BEGIN Source document

A 17-year-old talented singer has committed suicide due to fears of having to spend 3 months in quarantine, which she felt were the equivalent of 300 years.

According to her family, Beth Palmer was a wonderful daughter.

“She was just funny and she always lit up the room with her presence,” her father, Michael Palmer said on the verge of tears.

“Beth was so affectionate and loving as well. She basically had the world at her feet. She had everything to live for. Its such a waste of a beautiful life,” devastated parents said.

Beth Palmer

According to Daily Mail, Beth’s lifeless body was found at her home, only days after the United Kingdom was put into lockdown due to the coronavirus pandemic.

Beth was studying to become a vocal artist at the Access Creative College in Manchester and her beautiful voice was starting to get noticed by more and more people as she performed at local bars.

Her family revealed that she was struggling with the quarantine and felt as if her freedom was taken away for good.

“She couldn’t finish college, she couldn’t go out and see her friends. She felt as though this three-month lockdown was to her 300 years. This three-month lockdown I think became an extreme, almost obsessive obsession, that it was never going to end,” her father said.

Her grieving family said there were no signs of her having mental health issues, but she was incredibly sad and frustrated about being away from her friends and her college.

END Source document

* Parts of the exercise *
A – Translate this sentence from the article about Beth Palmer into Spanish: "Beth was studying to become a vocal artist at the Access Creative College in Manchester and her beautiful voice was starting to get noticed by more and more people as she performed at local bars."
B – Write out the passage of the article about Beth Palmer between "According to Daily Mail, Beth’s" and "the coronavirus pandemic.", inclusive.
C – Extend the article about Beth Palmer, picking up right after its final sentence.

BEGIN Given data

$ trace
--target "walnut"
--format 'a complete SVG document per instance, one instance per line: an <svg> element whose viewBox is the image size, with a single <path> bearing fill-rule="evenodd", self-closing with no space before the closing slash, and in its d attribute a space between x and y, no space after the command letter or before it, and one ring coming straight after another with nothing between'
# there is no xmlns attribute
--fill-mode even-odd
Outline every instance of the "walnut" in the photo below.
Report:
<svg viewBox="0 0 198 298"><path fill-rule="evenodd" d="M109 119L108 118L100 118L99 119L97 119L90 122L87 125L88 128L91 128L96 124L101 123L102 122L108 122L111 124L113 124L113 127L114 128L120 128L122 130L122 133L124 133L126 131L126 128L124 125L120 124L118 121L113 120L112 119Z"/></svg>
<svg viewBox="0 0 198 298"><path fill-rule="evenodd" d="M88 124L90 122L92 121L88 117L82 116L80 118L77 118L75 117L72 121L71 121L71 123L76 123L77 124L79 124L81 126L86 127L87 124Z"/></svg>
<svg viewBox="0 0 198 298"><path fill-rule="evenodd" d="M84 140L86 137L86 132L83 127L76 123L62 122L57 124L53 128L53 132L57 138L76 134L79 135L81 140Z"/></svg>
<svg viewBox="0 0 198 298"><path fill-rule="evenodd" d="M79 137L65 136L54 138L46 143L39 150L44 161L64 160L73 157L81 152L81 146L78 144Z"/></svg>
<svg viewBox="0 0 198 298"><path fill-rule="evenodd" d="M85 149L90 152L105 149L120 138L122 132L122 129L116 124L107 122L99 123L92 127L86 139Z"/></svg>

END Given data

* Results for each task *
A – Beth estudiaba para convertirse en artista vocal en el Access Creative College de Manchester, y su hermosa voz empezaba a llamar la atención de cada vez más personas mientras actuaba en bares locales.

B –
According to Daily Mail, Beth’s lifeless body was found at her home, only days after the United Kingdom was put into lockdown due to the coronavirus pandemic.

C –
Mr. Palmer urged people to be wary of the negative effects the coronavirus pandemic can have on people and to watch over their children during these daunting times.

“I have no doubt the lockdown has played a major role in Beth’s death,” he said.

Beth’s father, Mike, and her mother, Helen, are having a difficult time accepting the fact that their child is no longer with them.

The parents said they feared other young people will be having difficulties in handling the current lockdown situation.

“The devastation is indescribable. It saddens me to say but I don’t think she’ll be alone, I think there’ll be other young adults, teenagers feeling exactly the same, feeling very vulnerable, maybe very scared about the COVID-19 situation, having their lives changed,” Mike told ITV’s Granada Reports.

“I’d hate to think of another family going through what we’re going through now,” he added.

A Justgiving page has been created in memory of Beth – the family hopes to use it in order to start a charitable trust in her name. It has so far raised £11,290.